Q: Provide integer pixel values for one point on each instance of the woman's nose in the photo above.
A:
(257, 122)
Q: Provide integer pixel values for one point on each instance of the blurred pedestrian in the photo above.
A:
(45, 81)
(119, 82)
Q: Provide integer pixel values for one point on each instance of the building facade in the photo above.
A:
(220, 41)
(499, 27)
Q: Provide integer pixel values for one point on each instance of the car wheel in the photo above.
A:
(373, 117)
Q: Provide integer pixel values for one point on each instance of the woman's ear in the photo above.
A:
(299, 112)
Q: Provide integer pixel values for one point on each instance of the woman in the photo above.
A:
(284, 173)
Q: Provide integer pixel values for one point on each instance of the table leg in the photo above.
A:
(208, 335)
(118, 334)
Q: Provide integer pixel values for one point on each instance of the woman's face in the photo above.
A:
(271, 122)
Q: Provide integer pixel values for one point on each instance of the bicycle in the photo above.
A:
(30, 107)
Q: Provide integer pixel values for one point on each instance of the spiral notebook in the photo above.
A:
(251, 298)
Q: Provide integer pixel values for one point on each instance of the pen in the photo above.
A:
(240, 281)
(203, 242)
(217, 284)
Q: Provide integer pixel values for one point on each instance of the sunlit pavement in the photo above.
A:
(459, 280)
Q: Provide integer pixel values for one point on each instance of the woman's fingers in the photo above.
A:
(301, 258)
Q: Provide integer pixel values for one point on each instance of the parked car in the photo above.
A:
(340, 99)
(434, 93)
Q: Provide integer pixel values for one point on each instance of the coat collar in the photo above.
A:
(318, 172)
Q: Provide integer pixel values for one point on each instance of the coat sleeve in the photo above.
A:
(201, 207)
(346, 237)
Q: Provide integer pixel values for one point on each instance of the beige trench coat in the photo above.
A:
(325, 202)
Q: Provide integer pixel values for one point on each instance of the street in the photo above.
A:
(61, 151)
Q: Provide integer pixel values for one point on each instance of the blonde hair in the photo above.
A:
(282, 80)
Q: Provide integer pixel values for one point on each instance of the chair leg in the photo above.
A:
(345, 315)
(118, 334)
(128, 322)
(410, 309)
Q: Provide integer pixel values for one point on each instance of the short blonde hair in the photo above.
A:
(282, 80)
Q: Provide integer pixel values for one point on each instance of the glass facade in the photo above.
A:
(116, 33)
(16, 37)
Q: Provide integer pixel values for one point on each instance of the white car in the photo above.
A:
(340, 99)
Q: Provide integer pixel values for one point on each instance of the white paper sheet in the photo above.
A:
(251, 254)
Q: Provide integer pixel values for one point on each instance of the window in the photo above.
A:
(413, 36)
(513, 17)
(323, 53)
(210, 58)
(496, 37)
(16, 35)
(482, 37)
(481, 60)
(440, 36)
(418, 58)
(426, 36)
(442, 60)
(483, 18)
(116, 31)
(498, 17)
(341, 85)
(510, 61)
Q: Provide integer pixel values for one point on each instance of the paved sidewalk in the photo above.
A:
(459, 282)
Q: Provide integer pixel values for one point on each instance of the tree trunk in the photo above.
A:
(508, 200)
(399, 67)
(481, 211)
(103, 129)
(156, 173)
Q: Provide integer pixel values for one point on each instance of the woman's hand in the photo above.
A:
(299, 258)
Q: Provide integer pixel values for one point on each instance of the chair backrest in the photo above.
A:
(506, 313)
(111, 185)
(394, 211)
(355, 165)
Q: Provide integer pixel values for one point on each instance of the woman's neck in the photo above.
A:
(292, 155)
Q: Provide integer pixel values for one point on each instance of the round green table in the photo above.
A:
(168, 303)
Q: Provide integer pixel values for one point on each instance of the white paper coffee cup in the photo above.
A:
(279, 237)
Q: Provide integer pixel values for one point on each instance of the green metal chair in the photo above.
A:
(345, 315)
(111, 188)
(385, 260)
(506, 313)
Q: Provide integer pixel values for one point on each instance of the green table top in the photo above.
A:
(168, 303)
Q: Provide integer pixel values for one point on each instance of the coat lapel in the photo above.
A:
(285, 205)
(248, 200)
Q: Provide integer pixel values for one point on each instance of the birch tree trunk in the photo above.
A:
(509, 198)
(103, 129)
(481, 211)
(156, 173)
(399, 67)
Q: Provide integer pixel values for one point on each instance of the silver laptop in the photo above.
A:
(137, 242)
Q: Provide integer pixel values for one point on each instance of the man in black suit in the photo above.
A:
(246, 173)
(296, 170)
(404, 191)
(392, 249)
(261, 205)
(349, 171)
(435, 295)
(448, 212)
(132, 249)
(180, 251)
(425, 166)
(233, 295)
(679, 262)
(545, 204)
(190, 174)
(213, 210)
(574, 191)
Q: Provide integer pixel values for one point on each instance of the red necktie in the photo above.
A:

** Your objective **
Scan the material above for lines holding "green" and copy each of them.

** Answer section **
Q: Provide integer pixel values for one point on each instance of the round green table in the photo above.
Q: Provide integer pixel values for one point on each instance of the green metal chair in the photo above.
Q: Provide integer pixel values for one point on each instance of the green table top in the photo above.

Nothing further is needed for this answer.